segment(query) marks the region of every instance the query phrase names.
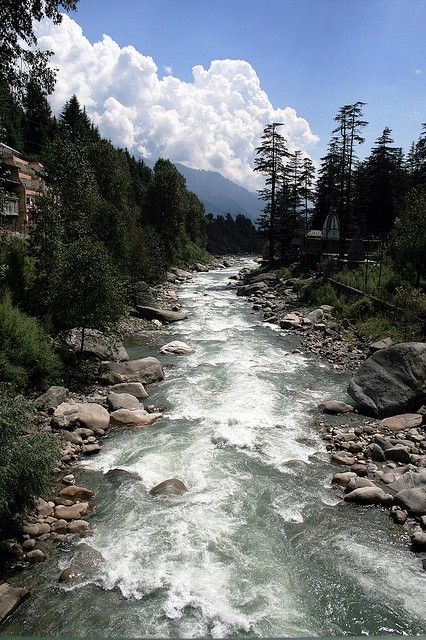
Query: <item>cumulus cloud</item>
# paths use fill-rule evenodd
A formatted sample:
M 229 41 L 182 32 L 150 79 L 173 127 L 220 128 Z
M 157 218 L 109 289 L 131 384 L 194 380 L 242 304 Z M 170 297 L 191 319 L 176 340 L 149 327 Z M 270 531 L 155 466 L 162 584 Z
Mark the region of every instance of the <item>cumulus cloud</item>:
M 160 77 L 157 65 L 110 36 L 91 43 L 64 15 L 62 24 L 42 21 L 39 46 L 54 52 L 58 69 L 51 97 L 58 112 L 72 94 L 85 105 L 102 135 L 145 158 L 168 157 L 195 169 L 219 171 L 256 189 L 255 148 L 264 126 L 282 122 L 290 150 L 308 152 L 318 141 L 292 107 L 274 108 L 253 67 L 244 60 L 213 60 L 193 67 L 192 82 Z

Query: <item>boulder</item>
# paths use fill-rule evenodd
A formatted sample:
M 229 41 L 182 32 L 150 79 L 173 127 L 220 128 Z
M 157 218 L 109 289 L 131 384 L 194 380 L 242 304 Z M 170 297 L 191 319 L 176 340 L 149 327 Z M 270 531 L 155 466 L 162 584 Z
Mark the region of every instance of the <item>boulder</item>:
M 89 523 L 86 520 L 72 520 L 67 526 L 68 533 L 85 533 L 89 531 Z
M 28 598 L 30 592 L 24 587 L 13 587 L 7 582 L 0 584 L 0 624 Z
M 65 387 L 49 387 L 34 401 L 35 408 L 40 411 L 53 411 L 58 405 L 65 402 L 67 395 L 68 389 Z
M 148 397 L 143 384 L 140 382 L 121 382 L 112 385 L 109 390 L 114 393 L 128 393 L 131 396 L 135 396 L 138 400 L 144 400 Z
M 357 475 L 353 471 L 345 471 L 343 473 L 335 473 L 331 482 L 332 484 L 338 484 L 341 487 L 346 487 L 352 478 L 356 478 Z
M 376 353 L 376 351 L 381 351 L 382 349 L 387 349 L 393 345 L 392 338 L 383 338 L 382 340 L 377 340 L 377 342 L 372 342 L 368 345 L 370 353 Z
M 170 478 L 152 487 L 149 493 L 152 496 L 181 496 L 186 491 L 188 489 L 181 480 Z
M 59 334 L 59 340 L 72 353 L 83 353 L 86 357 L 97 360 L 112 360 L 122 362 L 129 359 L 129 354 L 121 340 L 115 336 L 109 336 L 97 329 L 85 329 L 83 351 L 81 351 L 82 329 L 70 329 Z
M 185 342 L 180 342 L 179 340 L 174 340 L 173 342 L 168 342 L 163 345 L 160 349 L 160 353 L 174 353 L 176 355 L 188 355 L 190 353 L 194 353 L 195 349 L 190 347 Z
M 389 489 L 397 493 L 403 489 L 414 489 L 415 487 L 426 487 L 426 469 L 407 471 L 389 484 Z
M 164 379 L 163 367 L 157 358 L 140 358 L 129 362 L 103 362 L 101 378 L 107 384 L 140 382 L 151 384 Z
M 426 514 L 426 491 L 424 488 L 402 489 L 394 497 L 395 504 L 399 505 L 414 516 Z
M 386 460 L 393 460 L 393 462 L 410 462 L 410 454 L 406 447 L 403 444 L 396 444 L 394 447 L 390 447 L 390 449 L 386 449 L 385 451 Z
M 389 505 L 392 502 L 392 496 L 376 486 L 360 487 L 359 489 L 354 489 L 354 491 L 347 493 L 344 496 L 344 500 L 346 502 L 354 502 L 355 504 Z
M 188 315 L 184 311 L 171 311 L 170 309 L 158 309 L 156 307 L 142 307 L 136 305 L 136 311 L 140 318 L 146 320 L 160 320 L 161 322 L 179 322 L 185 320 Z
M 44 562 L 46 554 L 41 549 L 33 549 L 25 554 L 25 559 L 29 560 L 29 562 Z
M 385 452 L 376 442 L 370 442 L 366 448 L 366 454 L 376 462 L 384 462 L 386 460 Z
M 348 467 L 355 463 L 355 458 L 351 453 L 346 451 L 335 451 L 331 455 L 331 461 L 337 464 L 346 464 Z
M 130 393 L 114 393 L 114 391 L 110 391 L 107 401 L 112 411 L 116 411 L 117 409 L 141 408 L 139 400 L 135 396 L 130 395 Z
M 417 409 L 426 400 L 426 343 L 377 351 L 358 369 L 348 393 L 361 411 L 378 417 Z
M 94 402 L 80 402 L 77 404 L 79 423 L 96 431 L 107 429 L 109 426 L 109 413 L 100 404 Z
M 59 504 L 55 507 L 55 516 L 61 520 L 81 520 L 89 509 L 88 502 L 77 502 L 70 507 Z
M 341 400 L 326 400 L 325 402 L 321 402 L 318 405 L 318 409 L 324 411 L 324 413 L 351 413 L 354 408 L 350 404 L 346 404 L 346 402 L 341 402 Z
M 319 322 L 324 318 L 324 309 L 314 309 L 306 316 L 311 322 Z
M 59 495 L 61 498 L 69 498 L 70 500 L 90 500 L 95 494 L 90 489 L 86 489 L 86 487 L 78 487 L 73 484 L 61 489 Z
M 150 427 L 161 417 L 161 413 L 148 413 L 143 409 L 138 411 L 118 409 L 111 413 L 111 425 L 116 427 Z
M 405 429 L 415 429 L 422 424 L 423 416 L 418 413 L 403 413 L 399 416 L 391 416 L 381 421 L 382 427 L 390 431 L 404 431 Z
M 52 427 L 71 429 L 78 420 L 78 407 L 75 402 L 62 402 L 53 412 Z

→ AIM: Omit the pictures. Output every record above word for word.

→ OUTPUT FOR THIS EXERCISE:
segment(query) marks the region of every instance the query phrase names.
Query: <item>cumulus cloud</item>
# paths use fill-rule evenodd
A formatted sample:
M 229 41 L 182 32 L 150 79 L 173 127 L 220 128 Z
M 157 218 L 109 289 L 131 384 L 194 380 L 242 304 Z M 170 297 L 191 319 L 176 340 L 149 327 Z M 270 531 L 155 466 L 162 584 Z
Mark the region of every instance of the <item>cumulus cloud</item>:
M 160 77 L 157 65 L 110 36 L 91 43 L 64 15 L 62 24 L 42 21 L 39 46 L 54 52 L 58 69 L 51 97 L 58 112 L 72 94 L 85 105 L 102 135 L 145 158 L 168 157 L 195 169 L 219 171 L 256 189 L 255 148 L 264 126 L 282 122 L 290 150 L 308 152 L 318 141 L 292 107 L 274 108 L 253 67 L 244 60 L 213 60 L 193 67 L 192 82 Z

Query: <item>boulder</item>
# paths use fill-rule evenodd
A formatted sample:
M 229 41 L 182 32 L 150 79 L 173 127 L 220 128 Z
M 157 218 L 109 289 L 131 384 L 194 380 L 242 304 Z M 170 297 L 191 319 L 176 340 L 149 327 Z M 270 531 L 155 466 L 162 584 Z
Mark the region of every instance of the <item>boulder</item>:
M 89 523 L 86 520 L 72 520 L 67 526 L 68 533 L 85 533 L 89 531 Z
M 28 598 L 30 592 L 24 587 L 13 587 L 7 582 L 0 584 L 0 624 Z
M 65 387 L 49 387 L 34 401 L 35 408 L 40 411 L 53 411 L 58 405 L 65 402 L 67 395 L 68 389 Z
M 148 397 L 143 384 L 140 382 L 121 382 L 112 385 L 109 390 L 114 393 L 128 393 L 131 396 L 135 396 L 138 400 L 144 400 Z
M 357 475 L 353 471 L 345 471 L 343 473 L 335 473 L 331 482 L 332 484 L 338 484 L 341 487 L 346 487 L 352 478 L 356 478 Z
M 376 353 L 376 351 L 381 351 L 382 349 L 387 349 L 393 345 L 392 338 L 383 338 L 382 340 L 377 340 L 377 342 L 372 342 L 368 345 L 370 353 Z
M 170 478 L 152 487 L 149 493 L 152 496 L 181 496 L 186 491 L 188 489 L 181 480 Z
M 59 334 L 59 340 L 72 353 L 83 353 L 86 357 L 97 360 L 112 360 L 122 362 L 129 359 L 129 354 L 121 340 L 115 336 L 109 336 L 97 329 L 85 329 L 83 351 L 81 351 L 82 329 L 70 329 Z
M 185 342 L 180 342 L 179 340 L 174 340 L 173 342 L 168 342 L 163 345 L 160 349 L 160 353 L 174 353 L 176 355 L 188 355 L 190 353 L 194 353 L 195 349 L 190 347 Z
M 389 489 L 397 493 L 403 489 L 414 489 L 415 487 L 426 487 L 426 469 L 407 471 L 389 484 Z
M 164 379 L 163 367 L 157 358 L 140 358 L 129 362 L 103 362 L 101 378 L 107 384 L 140 382 L 151 384 Z
M 426 514 L 426 491 L 424 488 L 402 489 L 394 497 L 395 504 L 399 505 L 414 516 Z
M 386 460 L 393 460 L 393 462 L 410 462 L 410 454 L 406 447 L 403 444 L 396 444 L 394 447 L 390 447 L 390 449 L 386 449 L 385 451 Z
M 389 505 L 392 502 L 392 496 L 376 486 L 360 487 L 359 489 L 354 489 L 354 491 L 347 493 L 344 496 L 344 500 L 346 502 L 354 502 L 355 504 Z
M 188 315 L 184 311 L 171 311 L 170 309 L 158 309 L 156 307 L 142 307 L 136 305 L 136 311 L 140 318 L 146 320 L 160 320 L 161 322 L 179 322 L 185 320 Z
M 44 562 L 46 554 L 41 549 L 33 549 L 25 554 L 25 559 L 29 560 L 29 562 Z
M 385 452 L 376 442 L 370 442 L 366 448 L 366 454 L 376 462 L 384 462 L 386 460 Z
M 348 467 L 355 463 L 355 458 L 351 453 L 346 451 L 335 451 L 331 455 L 331 461 L 337 464 L 346 464 Z
M 130 393 L 114 393 L 114 391 L 110 391 L 107 401 L 112 411 L 116 411 L 117 409 L 141 408 L 139 400 L 135 396 L 130 395 Z
M 417 409 L 426 400 L 426 343 L 377 351 L 358 369 L 348 393 L 361 411 L 378 417 Z
M 94 402 L 80 402 L 77 404 L 79 423 L 96 431 L 107 429 L 109 426 L 109 413 L 100 404 Z
M 59 504 L 55 507 L 55 516 L 61 520 L 81 520 L 89 509 L 88 502 L 77 502 L 70 507 Z
M 341 400 L 326 400 L 325 402 L 321 402 L 318 405 L 318 409 L 324 411 L 324 413 L 351 413 L 354 408 L 350 404 L 346 404 L 346 402 L 341 402 Z
M 319 322 L 324 318 L 324 309 L 314 309 L 306 316 L 311 322 Z
M 59 495 L 61 498 L 69 498 L 70 500 L 90 500 L 95 494 L 90 489 L 86 489 L 86 487 L 78 487 L 73 484 L 61 489 Z
M 150 427 L 161 417 L 161 413 L 148 413 L 143 409 L 138 411 L 118 409 L 111 413 L 111 425 L 116 427 Z
M 405 429 L 415 429 L 422 424 L 423 416 L 418 413 L 403 413 L 399 416 L 391 416 L 381 421 L 382 427 L 390 431 L 404 431 Z
M 52 427 L 71 429 L 78 420 L 78 407 L 75 402 L 62 402 L 53 412 Z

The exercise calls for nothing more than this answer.